Given problem A:
In the thread below, give the stretch from "And this problem" through "things will improve." again, switching "hosted" to "stored".

Text to read:
That's my whole point. Every "conformance checker" would do the scraping slightly differently, because there's no defined "correct way" of doing it. It would be incredibly fragile. Computers trying to parse non-computer-readable formats is never a good idea - it being a mandated part of a fundamental standard is inconceivable. Nobody's going to do it manually, that's ridiculous.

> > (b) Anyone anywhere could, at any time, blank the wiki page and hey presto a
> > very large percentage of all HTML 5 documents in the world are suddenly
> > invalid.
> 
> *shrug*. Vandalism happens. It is trivially reverted. This is not an issue.

I realise that you do indeed have a lot of authority here, but nevertheless "argument from authority" is still a logical fallacy. It is not "not an issue" simply because you say so.

> Someone could crack into the HTML spec's Web server and changed the required
> DOCTYPE to <!DOCTYPE LADYGAGA> but that wouldn't make all the pages invalid.

People hacking into secure servers is one thing. People trivially changing deliberately insecure public wikis is another.

> > (c) It makes the W3C HTML standard dependent on an anonymous third-party
> > website.
> 
> Anonymous?

Have you checked the 'whois' for whatwg.org recently? Or, for that matter, the whatwg.org web site?

The final HTML specification should not be fundamentally dependent on any site other than w3.org, ietf.org, or similar.

> The W3C hasn't fared well with having computer-readable data in the past.
> (DTDs have caused the W3C to essentially DDOS itself by having lots of badly
> authored software read it continuously.)

And this problem is somehow avoided by having the list hosted on a less-well-funded web site instead?

> Anyway, the whole registration mechanism really needs updating in general.
> Just need to work out what the right solution is first.

Excellent, well, hopefully things will improve.
================================================================================
 #8   Ian 'Hixie' Hickson                             2011-10-21 22:37:00 +0000 
--------------------------------------------------------------------------------
> That's my whole point. Every "conformance checker" would do the scraping
> slightly differently, because there's no defined "correct way" of doing it.

Well we should definitely have a defined way to determine what the registered types are, sure. I don't see why this is a problem.


> > *shrug*. Vandalism happens. It is trivially reverted. This is not an issue.
> 
> I realise that you do indeed have a lot of authority here, but nevertheless
> "argument from authority" is still a logical fallacy. It is not "not an issue"
> simply because you say so.

Why would vandalism be an issue? It's not an issue because you say it is, either. :-)

Data for this task:
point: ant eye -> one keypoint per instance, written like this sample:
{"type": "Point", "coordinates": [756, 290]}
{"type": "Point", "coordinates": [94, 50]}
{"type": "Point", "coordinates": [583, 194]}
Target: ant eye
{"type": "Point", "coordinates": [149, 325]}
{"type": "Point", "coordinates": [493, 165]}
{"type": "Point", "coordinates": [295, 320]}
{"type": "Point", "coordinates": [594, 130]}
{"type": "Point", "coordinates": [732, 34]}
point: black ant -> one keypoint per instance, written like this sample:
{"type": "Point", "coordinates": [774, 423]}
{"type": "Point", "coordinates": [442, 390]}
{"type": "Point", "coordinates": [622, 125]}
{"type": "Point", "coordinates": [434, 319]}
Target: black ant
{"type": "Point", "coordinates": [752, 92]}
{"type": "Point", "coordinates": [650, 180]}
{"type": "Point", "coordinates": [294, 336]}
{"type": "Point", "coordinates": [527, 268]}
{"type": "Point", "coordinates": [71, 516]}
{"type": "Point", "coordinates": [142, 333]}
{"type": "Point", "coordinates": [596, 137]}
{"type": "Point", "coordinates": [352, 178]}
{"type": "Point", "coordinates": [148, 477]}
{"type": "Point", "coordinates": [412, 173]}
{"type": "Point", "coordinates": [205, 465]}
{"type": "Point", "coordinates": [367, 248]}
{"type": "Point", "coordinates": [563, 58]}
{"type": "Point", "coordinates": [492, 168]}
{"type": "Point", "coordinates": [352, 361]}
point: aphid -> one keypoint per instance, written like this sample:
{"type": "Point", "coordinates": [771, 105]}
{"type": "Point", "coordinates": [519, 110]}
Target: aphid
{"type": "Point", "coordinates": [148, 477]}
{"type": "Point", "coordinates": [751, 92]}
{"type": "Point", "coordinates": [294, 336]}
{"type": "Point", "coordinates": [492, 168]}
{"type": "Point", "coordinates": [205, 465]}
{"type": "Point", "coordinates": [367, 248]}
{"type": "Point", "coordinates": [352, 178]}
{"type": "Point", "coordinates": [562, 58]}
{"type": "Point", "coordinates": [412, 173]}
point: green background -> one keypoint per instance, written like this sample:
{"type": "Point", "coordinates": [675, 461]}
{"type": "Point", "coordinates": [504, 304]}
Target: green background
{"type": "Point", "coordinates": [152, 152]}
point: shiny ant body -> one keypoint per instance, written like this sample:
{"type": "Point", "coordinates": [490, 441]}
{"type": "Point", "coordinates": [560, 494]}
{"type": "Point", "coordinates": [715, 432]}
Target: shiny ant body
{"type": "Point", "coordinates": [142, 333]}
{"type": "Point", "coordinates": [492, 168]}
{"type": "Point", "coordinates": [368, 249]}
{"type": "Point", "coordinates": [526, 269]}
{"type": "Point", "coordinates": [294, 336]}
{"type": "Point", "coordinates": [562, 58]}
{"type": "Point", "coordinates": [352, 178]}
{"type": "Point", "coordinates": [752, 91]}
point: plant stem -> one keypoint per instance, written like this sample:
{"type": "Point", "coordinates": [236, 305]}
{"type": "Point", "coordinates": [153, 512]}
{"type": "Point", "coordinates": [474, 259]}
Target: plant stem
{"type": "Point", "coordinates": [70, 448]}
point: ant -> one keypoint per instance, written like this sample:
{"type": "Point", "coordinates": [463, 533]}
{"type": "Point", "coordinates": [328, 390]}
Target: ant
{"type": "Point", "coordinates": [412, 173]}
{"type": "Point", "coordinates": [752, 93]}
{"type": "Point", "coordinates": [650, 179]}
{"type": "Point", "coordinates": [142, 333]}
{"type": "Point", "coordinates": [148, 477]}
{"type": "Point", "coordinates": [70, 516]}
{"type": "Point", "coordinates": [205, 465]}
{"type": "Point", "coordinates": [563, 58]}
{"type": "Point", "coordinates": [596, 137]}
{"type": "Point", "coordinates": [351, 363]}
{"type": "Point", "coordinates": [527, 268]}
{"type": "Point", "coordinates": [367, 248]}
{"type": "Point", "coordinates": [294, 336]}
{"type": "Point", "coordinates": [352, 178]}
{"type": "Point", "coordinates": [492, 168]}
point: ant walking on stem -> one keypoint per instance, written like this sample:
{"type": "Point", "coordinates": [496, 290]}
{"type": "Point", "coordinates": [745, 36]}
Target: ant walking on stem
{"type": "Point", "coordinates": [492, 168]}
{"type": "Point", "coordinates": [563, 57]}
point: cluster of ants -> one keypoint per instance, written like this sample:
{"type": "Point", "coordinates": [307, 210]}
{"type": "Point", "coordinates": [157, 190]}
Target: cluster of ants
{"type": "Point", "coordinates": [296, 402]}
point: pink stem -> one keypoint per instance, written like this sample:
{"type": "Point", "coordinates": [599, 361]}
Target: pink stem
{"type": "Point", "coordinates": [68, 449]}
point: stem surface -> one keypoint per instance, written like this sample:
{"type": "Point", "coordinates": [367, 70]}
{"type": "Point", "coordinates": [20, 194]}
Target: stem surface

Given problem B:
Pick out and copy every line of the entries that contains the string "pink", matching case exactly.

Exercise response A:
And this problem is somehow avoided by having the list stored on a less-well-funded web site instead?

> Anyway, the whole registration mechanism really needs updating in general.
> Just need to work out what the right solution is first.

Excellent, well, hopefully things will improve.

Exercise response B:
point: pink stem -> one keypoint per instance, written like this sample:
Target: pink stem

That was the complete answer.